Objectives -
1. In the thread below, turn the paragraph beginning "JOINT BASE LEWIS MCCHORD, Wash." into a short bulleted list that keeps its main facts.
2. Using the thread below, explain in one or two sentences how Staff Sgt. Hosey came to be killed in action.

Text extract -
════
# SSG Michael W. Hosey - 3rd Battalion, 1st SFG (A)



## Ravage (Sep 19, 2011)

http://www.soc.mil/UNS/Releases/2011/September/110919-01.html

JOINT BASE LEWIS MCCHORD, Wash.(USASOC News Service, Sept. 19, 2011)  – A Soldier assigned to the 1st Special Forces Group (Airborne), Joint Base Lewis-McChord, Washington, was killed in action in Afghanistan on Sept. 17.  

Staff Sgt. Michael W. Hosey, assigned to 3rd Battalion, 1st SFG (A) was killed in a firefight with insurgents.

Hosey, 27, a native of Ala., joined the Army in 2001 as a communications intelligence specialist. 

Hosey is survived by his mother, Condi Hosey and father Michael Fred.

For more information, the media may contact the 1st Special Forces Group (Airborne) Public Affairs Office at 253-967-2817.


----------



## elle (Sep 19, 2011)

Rest In Peace, young warrior.  Prayers to his family.


----------



## RackMaster (Sep 19, 2011)

RIP.


----------



## MilkTruckCoPilot (Sep 19, 2011)

That's the 2nd SOT-A lost from 3/1. Blue skies brother.


----------



## Muppet (Sep 19, 2011)

R.I.P. warrior.

F.M.


----------



## TLDR20 (Sep 19, 2011)

I am sure you gave them hell before you left us brother. DOL! RIP!


----------



## Dame (Sep 19, 2011)

Rest in peace, Staff Sergeant.


----------



## Scotth (Sep 19, 2011)

R.I.P Warrior


----------



## Viper1 (Sep 19, 2011)

Rest in peace SSG Hosey


----------



## AWP (Sep 19, 2011)

Blue Skies.


----------



## gits (Sep 20, 2011)

Mike, was a good man I had the pleasure of knowing him. RIP Bro.


----------



## Muppet (Sep 20, 2011)

gits said:


> Mike, was a good man I had the pleasure of knowing him. RIP Bro.



My condolences Gits.

F.M.


----------



## JBS (Sep 20, 2011)

RIP, Warrior.


----------



## Gypsy (Sep 20, 2011)

Rest in Peace SSG Hosey, we shall not forget your sacrifice.  Condolences to your Brothers and your family.


----------



## ÉIREGOBRÁCH1922 (Sep 20, 2011)

May He Rest In Peace!


----------



## moobob (Sep 21, 2011)

RIP


----------



## tova (Sep 21, 2011)

RIP, Godspeed, PBS....


----------



## Warchief (Sep 26, 2011)

RIP Warrior. Prayers out to Family and Teammates.


----------



## Red Flag 1 (Sep 27, 2011)

Rest In God's Peace Warrior.
════
Stored data -

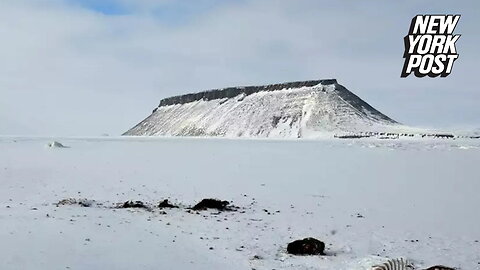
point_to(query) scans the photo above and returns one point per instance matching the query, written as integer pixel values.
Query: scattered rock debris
(213, 204)
(307, 246)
════
Full solutions -
1.
- Source: USASOC News Service, Sept. 19, 2011, Joint Base Lewis-McChord, Washington
- A Soldier of the 1st Special Forces Group (Airborne), based at Joint Base Lewis-McChord, was killed in action
- Place: Afghanistan
- Date of death: Sept. 17

2. Staff Sgt. Michael W. Hosey of 3rd Battalion, 1st SFG (A) was killed in a firefight with insurgents in Afghanistan on Sept. 17.